TAREA 1 →
Cita del fragmento sobre la condena de Sharif el pasaje que empieza con "Blanco —mujer alta, de" y sigue hasta "la sentencia condenatoria.", sin alterar nada.
TAREA 2 →
Según el fragmento sobre la condena de Sharif, ¿por qué el acusado y su defensora consideran aberrante la sentencia? Responde en una a tres oraciones.

FRAGMENTO DEL TEXTO →
◆ ◆ ◆ ◆
Condena bajo sospecha
Casi cuatro años más tarde de que se halló el cuerpo identificado como de Elizabeth Castro, el juez Armando Jiménez Santoyo dictó una sentencia de treinta años al egipcio Sharif, de 52, que tanto el acusado —”soy un chivo expiatorio”, alega— como su defensora particular, Irene Blanco, consideran aberrante por su falta de apego al derecho.
     Blanco —mujer alta, de tez clara tan peculiar en algunas chihuahuenses y una voz claridosa que se impone lo mismo a la música de una pianista meliflua de lobby-bar que a los ladridos de su perro— detalla:
      
[…] antes de que dictara la sentencia, el juez me llegó a comentar a mí en privado lo siguiente: en este asunto no hay nada, no hay motivos ni siquiera para que se hubiera ordenado el auto de formal prisión. En ese tenor platicamos dos o tres veces, y él me insistía: no hay elementos suficientes para culpar a Sharif. Después vino la sorpresa de la sentencia condenatoria.
◆ ◆ ◆ ◆
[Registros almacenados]
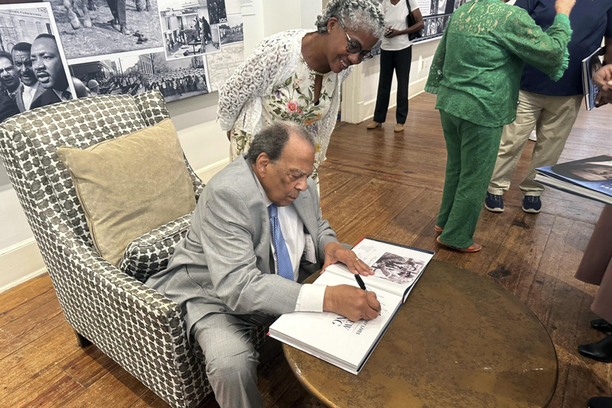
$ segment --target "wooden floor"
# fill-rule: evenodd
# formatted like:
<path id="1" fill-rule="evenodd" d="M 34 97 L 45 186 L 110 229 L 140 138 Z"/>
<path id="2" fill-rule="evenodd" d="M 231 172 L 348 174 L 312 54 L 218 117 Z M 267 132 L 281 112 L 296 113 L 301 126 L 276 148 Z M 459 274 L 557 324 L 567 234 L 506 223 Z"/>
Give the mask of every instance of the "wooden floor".
<path id="1" fill-rule="evenodd" d="M 518 184 L 529 142 L 504 196 L 506 211 L 481 213 L 474 240 L 482 251 L 461 254 L 438 248 L 433 226 L 446 150 L 434 102 L 429 94 L 411 100 L 403 134 L 393 133 L 393 111 L 382 130 L 338 126 L 320 171 L 324 216 L 341 241 L 368 236 L 434 250 L 435 258 L 486 275 L 524 302 L 546 327 L 559 357 L 550 407 L 586 407 L 588 398 L 610 395 L 612 365 L 584 358 L 576 349 L 602 337 L 589 327 L 597 288 L 573 278 L 602 206 L 549 189 L 540 214 L 524 213 Z M 609 106 L 581 112 L 561 160 L 612 152 L 611 118 Z M 320 406 L 294 379 L 278 343 L 267 342 L 261 360 L 266 406 Z M 95 346 L 77 347 L 43 275 L 0 294 L 0 407 L 34 406 L 168 406 Z M 209 398 L 204 406 L 217 406 Z"/>

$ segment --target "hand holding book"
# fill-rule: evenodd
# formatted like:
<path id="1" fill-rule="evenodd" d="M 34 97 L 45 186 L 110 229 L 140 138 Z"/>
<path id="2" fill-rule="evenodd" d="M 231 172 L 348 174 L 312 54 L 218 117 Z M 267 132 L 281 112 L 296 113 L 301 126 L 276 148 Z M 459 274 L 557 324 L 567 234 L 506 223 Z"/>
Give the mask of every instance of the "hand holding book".
<path id="1" fill-rule="evenodd" d="M 341 262 L 346 265 L 353 273 L 359 273 L 364 276 L 374 275 L 374 271 L 363 261 L 359 259 L 354 252 L 347 250 L 339 242 L 328 242 L 325 245 L 325 262 L 321 270 L 323 273 L 330 265 Z"/>
<path id="2" fill-rule="evenodd" d="M 593 83 L 599 88 L 595 99 L 597 105 L 612 100 L 612 64 L 603 65 L 593 74 Z"/>

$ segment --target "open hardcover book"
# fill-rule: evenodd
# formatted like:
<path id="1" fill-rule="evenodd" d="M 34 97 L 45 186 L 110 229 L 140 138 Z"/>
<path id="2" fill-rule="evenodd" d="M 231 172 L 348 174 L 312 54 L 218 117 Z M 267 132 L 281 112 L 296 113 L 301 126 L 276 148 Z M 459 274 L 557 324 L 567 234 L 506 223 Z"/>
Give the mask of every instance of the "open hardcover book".
<path id="1" fill-rule="evenodd" d="M 353 322 L 331 312 L 293 312 L 278 317 L 268 335 L 357 374 L 435 253 L 370 239 L 353 250 L 374 270 L 375 275 L 362 278 L 367 290 L 376 294 L 380 315 Z M 330 265 L 313 284 L 359 287 L 354 275 L 338 264 Z"/>
<path id="2" fill-rule="evenodd" d="M 612 155 L 539 167 L 536 172 L 538 183 L 612 206 Z"/>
◆ ◆ ◆ ◆
RESPUESTA 1 →
Blanco —mujer alta, de tez clara tan peculiar en algunas chihuahuenses y una voz claridosa que se impone lo mismo a la música de una pianista meliflua de lobby-bar que a los ladridos de su perro— detalla:
      
[…] antes de que dictara la sentencia, el juez me llegó a comentar a mí en privado lo siguiente: en este asunto no hay nada, no hay motivos ni siquiera para que se hubiera ordenado el auto de formal prisión. En ese tenor platicamos dos o tres veces, y él me insistía: no hay elementos suficientes para culpar a Sharif. Después vino la sorpresa de la sentencia condenatoria.

RESPUESTA 2 →
Tanto Sharif como su defensora particular, Irene Blanco, consideran aberrante la sentencia de treinta años por su falta de apego al derecho.